Your task:
Lines that contain the string "instance" are the ones to list; copy all of them from the records.

Supplied information:

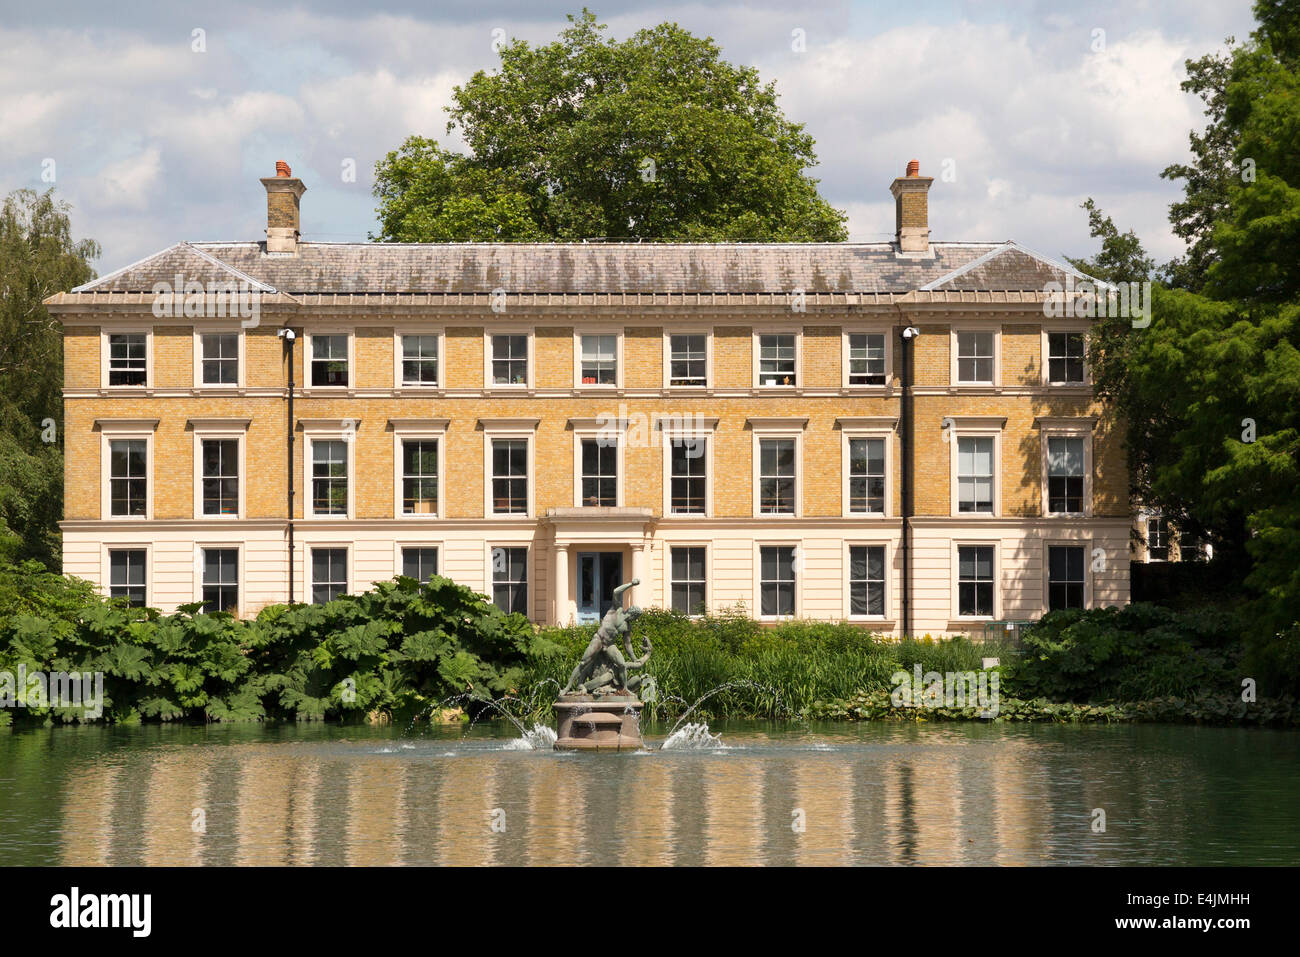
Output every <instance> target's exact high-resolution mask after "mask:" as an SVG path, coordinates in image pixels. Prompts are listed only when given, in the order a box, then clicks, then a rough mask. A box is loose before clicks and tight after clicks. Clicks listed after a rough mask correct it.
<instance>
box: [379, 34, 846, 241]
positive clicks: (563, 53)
mask: <svg viewBox="0 0 1300 957" xmlns="http://www.w3.org/2000/svg"><path fill="white" fill-rule="evenodd" d="M604 29H606V27H604V25H602V23H598V22H597V18H595V16H594V14H593V13H590V12H588V10H585V9H584V12H582V14H581V16H580V17H573V16H571V17H569V26H568V27H567V29H565V30H563V31H562V33H560V36H559V39H558V40H554V42H551V43H547V44H545V46H538V47H533V46H529V44H528V43H526V42H524V40H515V42H512V43H510V44H508V46H506V47H503V48H502V51H500V69H499V70H498V72H497V73H491V74H489V73H485V72H482V70H480V72H478V73H476V74H474V75H473V77H471V78H469V81H468V82H467V83H465V85H464V86H459V87H456V88H455V92H454V105H451V107H450V108H448V113H450V114H451V120H450V122H448V124H447V131H448V133H452V131H459V133H460V135H461V137H463V139H464V142H465V144H467V146H468V147H469V151H471V152H469V155H461V153H456V152H452V151H448V150H445V148H443V147H441V146H439V144H438V143H437V142H434V140H433V139H426V138H424V137H409V138H408V139H407V140H406V142H404V143H403V144H402V147H400V148H398V150H395V151H393V152H390V153H389V155H387V156H386V157H385V159H383V160H381V161H380V163H378V164H376V185H374V195H376V196H377V198H378V200H380V205H378V209H377V213H378V217H380V226H381V229H380V238H381V239H385V241H394V242H438V241H545V239H588V238H611V239H627V238H646V239H676V241H706V242H707V241H742V239H750V241H787V242H805V241H806V242H840V241H844V239H845V237H846V231H845V226H844V222H845V216H844V213H841V212H840V211H837V209H835V208H832V207H831V205H829V204H828V203H827V202H826V200H824V199H822V196H820V195H819V194H818V190H816V183H818V181H816V179H813V178H810V177H809V176H807V174H806V170H807V169H809V168H810V166H814V165H815V164H816V156H815V153H814V148H813V147H814V142H813V137H810V135H809V134H807V133H805V130H803V126H802V125H801V124H793V122H790V121H788V120H787V118H785V117H784V114H783V113H781V111H780V108H779V107H777V101H776V100H777V98H776V90H775V86H774V85H772V83H767V85H764V83H762V82H761V79H759V75H758V72H757V70H755V69H753V68H750V66H736V65H733V64H729V62H727V61H725V60H723V59H722V55H720V51H719V48H718V46H716V44H715V43H714V42H712V40H711V39H708V38H698V36H694V35H692V34H690V33H688V31H685V30H682V29H681V27H680V26H677V25H675V23H660V25H659V26H655V27H650V29H646V30H640V31H638V33H636V34H634V35H633V36H630V38H629V39H627V40H623V42H617V40H614V39H611V38H607V36H604V35H603V30H604Z"/></svg>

Task solution:
Output every <instance> target's exact high-resolution mask after "mask:" as an SVG path, coordinates in image pixels. Prompts are listed only when given, in the order a box, then clicks, then a rough mask. A box is loose before clicks and tight after clicks. Clicks listed after a rough mask correct it.
<instance>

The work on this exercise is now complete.